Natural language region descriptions
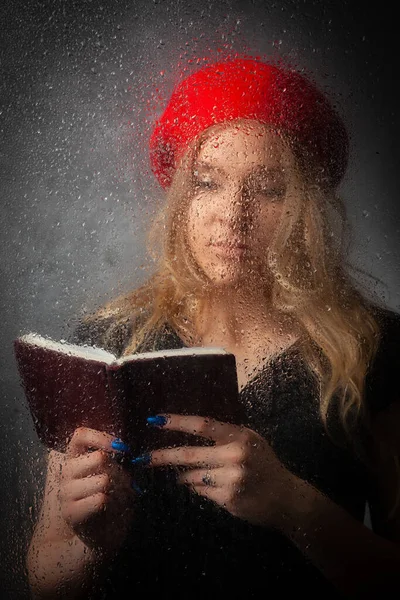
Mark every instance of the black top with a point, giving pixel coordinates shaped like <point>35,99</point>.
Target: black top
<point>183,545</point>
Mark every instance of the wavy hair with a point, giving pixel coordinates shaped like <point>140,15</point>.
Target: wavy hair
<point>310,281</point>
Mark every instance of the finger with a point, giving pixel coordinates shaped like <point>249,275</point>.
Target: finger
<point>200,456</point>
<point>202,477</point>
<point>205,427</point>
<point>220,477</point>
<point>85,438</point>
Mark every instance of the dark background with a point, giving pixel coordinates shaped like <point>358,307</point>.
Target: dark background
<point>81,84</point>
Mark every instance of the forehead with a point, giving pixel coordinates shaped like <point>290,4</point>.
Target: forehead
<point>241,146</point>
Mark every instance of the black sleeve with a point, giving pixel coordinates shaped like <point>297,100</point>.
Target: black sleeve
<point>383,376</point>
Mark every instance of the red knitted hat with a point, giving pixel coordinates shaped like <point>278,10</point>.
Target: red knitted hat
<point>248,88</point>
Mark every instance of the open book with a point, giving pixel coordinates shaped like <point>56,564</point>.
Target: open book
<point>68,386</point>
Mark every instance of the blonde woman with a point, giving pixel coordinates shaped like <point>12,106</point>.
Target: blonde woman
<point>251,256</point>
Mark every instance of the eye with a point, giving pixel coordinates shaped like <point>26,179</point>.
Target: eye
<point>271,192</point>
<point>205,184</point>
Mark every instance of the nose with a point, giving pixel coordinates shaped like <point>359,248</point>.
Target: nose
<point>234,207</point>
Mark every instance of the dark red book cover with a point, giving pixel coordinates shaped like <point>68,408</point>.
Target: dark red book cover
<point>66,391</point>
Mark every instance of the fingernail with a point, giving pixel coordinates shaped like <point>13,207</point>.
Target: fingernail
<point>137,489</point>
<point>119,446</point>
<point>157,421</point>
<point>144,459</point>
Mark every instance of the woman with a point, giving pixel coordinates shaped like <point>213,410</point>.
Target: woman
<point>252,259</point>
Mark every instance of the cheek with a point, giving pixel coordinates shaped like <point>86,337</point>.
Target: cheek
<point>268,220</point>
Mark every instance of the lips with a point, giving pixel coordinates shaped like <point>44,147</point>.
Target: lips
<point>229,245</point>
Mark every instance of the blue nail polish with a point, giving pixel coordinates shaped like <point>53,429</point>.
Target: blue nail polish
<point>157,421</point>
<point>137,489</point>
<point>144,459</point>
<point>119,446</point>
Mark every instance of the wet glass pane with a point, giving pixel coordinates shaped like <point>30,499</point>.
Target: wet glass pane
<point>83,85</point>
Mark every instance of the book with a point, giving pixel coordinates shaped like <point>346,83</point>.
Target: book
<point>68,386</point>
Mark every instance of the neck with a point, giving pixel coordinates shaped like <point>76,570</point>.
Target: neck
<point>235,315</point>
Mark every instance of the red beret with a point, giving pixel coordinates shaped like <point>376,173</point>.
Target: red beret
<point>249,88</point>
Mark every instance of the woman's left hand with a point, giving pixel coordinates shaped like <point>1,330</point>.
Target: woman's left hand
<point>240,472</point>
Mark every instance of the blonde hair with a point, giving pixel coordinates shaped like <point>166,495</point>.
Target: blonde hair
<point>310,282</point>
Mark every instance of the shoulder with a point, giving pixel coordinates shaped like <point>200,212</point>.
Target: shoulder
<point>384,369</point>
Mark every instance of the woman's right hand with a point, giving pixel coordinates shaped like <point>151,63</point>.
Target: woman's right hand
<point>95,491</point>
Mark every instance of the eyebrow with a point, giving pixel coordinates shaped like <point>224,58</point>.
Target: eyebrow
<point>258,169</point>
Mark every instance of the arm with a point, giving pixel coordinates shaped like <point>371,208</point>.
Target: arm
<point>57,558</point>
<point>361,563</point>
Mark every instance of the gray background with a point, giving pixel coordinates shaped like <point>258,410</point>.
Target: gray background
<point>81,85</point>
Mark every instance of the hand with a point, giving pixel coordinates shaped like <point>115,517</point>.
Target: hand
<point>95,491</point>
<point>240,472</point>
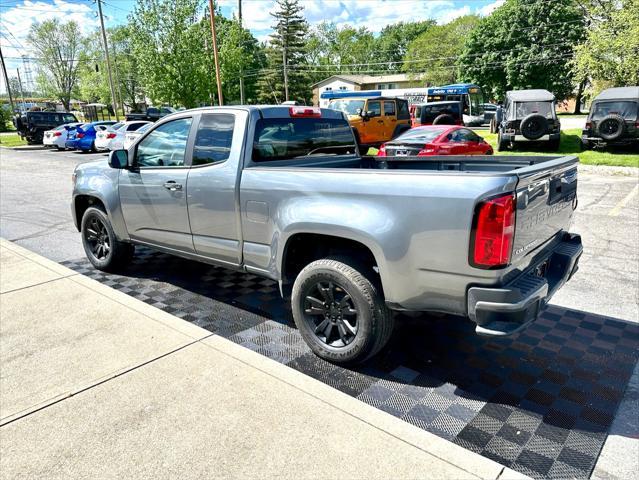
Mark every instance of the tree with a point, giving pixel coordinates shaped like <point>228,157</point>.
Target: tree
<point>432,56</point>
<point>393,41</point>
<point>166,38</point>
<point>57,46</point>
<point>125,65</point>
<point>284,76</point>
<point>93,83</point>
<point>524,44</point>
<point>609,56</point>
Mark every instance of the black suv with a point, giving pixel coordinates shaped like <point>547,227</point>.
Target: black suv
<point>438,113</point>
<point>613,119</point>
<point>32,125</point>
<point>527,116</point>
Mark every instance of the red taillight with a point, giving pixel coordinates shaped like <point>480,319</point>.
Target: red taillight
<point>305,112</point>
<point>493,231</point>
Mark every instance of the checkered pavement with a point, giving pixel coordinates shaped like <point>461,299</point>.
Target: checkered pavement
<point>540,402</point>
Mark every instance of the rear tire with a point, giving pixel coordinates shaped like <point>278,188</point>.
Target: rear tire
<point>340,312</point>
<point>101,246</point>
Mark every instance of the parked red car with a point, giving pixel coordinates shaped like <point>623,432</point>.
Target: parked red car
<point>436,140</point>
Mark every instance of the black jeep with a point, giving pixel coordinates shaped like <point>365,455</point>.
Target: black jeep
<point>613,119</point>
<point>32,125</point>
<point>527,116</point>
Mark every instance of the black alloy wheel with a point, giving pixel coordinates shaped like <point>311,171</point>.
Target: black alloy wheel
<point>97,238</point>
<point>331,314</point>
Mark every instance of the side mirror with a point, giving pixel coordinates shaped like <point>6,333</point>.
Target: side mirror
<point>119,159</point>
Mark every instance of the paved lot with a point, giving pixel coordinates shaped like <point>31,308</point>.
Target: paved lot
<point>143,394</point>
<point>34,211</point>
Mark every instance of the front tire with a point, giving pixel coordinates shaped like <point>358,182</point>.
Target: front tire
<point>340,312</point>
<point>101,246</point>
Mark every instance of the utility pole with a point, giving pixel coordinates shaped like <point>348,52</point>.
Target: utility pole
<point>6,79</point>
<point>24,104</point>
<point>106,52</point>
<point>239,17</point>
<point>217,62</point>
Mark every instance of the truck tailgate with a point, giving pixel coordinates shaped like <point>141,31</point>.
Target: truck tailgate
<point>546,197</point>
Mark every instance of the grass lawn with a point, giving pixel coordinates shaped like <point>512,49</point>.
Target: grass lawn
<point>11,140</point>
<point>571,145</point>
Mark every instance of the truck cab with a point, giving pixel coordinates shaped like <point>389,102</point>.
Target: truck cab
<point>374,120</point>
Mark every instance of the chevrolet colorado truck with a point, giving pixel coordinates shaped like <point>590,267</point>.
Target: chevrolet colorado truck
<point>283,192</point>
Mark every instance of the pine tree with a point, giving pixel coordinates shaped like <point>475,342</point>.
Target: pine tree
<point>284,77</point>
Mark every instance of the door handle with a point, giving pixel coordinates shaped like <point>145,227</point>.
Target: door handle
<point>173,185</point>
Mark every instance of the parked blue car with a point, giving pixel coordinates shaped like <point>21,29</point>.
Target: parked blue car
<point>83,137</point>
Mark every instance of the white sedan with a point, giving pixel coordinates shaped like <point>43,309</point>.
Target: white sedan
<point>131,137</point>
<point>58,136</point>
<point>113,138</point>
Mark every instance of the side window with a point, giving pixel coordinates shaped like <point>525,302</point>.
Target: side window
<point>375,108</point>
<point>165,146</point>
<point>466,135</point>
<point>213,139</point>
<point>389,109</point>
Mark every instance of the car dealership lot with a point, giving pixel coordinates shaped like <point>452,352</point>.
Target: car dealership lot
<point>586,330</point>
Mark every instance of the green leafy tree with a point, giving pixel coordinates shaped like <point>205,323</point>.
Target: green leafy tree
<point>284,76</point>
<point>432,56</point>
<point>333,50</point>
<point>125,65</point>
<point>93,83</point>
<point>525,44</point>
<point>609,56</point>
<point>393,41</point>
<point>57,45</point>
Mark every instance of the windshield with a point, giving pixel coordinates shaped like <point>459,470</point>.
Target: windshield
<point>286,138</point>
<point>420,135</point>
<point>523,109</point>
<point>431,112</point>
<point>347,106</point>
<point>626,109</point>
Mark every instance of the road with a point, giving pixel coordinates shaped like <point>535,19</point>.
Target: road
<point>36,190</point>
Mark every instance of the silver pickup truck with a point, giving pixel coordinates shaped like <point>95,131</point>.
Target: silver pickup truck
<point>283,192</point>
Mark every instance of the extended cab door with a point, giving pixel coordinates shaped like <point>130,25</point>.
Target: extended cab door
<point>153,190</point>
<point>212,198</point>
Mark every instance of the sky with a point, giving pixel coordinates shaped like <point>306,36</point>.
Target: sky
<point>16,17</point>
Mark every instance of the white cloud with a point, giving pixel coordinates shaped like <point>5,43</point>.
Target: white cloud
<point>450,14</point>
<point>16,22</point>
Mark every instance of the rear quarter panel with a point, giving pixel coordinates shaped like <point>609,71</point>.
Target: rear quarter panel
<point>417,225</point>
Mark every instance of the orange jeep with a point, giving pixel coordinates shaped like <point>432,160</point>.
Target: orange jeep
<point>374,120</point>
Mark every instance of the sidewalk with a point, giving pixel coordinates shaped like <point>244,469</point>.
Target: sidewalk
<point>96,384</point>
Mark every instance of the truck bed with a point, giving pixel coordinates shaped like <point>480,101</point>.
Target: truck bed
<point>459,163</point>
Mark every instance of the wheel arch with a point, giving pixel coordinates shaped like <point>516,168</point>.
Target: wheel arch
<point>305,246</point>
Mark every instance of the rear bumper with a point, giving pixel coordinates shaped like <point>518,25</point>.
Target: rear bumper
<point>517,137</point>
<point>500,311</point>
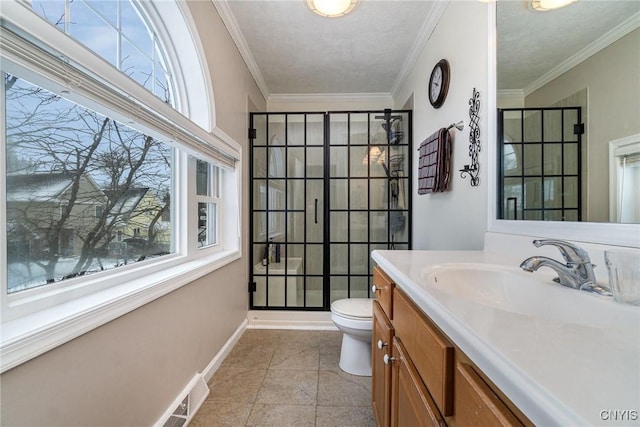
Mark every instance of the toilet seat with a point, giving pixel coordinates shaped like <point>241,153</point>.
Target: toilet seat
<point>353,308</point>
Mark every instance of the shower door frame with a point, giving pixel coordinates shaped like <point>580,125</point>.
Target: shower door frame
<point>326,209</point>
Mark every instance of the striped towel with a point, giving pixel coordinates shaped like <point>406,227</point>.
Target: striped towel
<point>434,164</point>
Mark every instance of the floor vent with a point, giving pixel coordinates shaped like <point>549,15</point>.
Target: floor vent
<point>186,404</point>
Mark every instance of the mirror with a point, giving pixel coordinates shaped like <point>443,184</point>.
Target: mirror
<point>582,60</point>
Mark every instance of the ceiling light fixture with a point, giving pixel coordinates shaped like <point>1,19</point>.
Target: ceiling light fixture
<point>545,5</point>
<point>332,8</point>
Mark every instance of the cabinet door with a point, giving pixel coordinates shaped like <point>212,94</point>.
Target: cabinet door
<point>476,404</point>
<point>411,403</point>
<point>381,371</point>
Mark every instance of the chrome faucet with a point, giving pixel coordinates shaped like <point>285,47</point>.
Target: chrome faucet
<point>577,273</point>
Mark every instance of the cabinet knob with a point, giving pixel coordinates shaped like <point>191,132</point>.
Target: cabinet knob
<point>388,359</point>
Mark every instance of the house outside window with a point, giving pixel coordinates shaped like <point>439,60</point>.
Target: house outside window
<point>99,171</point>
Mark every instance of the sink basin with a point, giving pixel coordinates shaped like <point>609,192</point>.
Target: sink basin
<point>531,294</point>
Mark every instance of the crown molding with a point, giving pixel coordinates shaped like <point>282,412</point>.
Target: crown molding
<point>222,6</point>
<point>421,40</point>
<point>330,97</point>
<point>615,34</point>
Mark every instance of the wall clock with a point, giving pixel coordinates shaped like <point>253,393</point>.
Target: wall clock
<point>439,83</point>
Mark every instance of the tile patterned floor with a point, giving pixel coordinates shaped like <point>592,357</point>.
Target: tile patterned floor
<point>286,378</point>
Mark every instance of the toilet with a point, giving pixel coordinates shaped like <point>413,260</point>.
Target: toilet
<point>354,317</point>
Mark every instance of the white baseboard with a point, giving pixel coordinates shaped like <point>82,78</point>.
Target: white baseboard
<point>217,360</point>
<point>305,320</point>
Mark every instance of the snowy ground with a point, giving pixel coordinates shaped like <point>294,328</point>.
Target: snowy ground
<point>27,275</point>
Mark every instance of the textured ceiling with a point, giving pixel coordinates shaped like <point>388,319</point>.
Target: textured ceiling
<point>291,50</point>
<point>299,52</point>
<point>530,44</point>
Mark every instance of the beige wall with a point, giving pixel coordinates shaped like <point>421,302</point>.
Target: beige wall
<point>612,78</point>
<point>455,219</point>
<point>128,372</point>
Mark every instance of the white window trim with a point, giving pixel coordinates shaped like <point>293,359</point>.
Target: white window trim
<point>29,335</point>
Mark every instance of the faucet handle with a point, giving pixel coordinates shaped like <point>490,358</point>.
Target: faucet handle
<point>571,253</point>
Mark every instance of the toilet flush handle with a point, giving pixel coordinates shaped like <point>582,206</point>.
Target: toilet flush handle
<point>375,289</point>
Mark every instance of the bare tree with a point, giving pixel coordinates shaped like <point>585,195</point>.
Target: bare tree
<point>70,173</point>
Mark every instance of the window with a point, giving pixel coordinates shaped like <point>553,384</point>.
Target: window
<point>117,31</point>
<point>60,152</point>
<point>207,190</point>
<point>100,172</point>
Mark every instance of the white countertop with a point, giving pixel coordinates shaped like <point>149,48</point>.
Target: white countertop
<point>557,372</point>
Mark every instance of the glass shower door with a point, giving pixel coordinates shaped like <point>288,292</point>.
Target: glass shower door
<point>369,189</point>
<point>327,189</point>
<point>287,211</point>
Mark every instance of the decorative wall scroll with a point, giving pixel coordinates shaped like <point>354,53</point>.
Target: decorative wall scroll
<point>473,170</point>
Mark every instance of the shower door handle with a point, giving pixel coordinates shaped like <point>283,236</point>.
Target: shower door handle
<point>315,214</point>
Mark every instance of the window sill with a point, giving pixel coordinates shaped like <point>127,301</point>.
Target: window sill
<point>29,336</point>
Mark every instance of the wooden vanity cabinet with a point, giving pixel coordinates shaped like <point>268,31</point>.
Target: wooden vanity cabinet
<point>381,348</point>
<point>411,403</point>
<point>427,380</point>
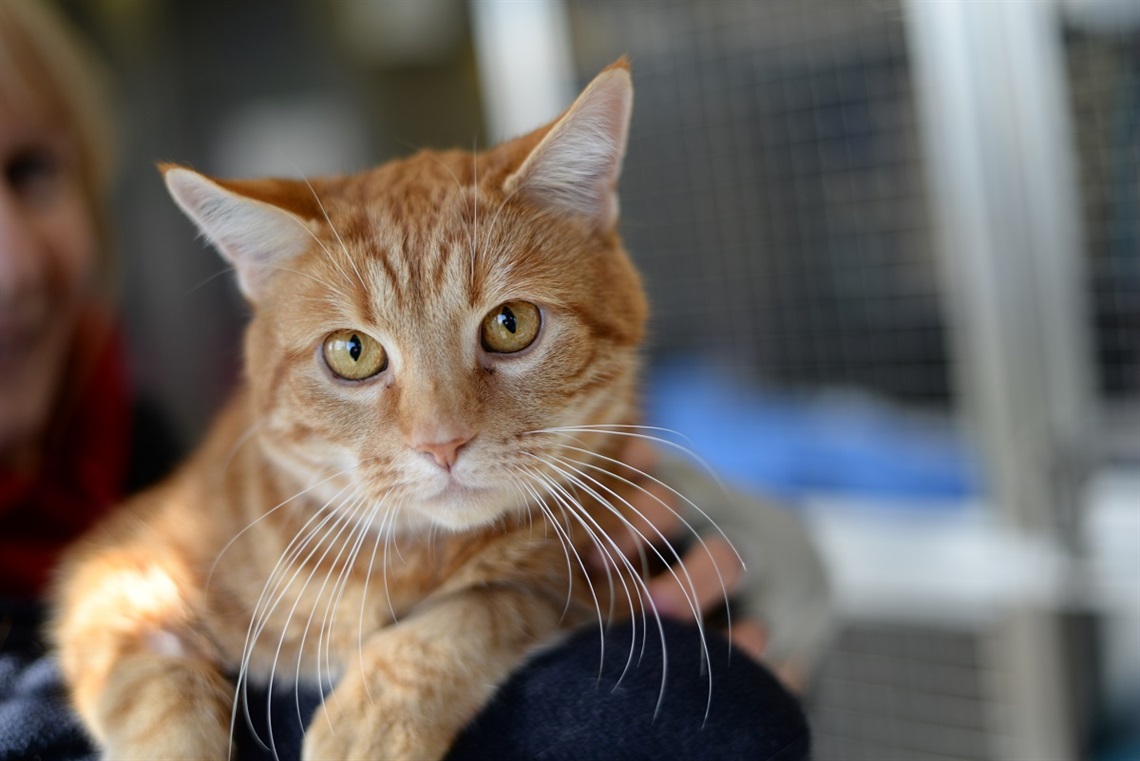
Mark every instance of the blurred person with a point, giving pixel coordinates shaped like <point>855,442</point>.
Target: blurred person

Brief: Among the entries, how many lines carry "person"? Reply with a number and nothing else.

Answer space: 2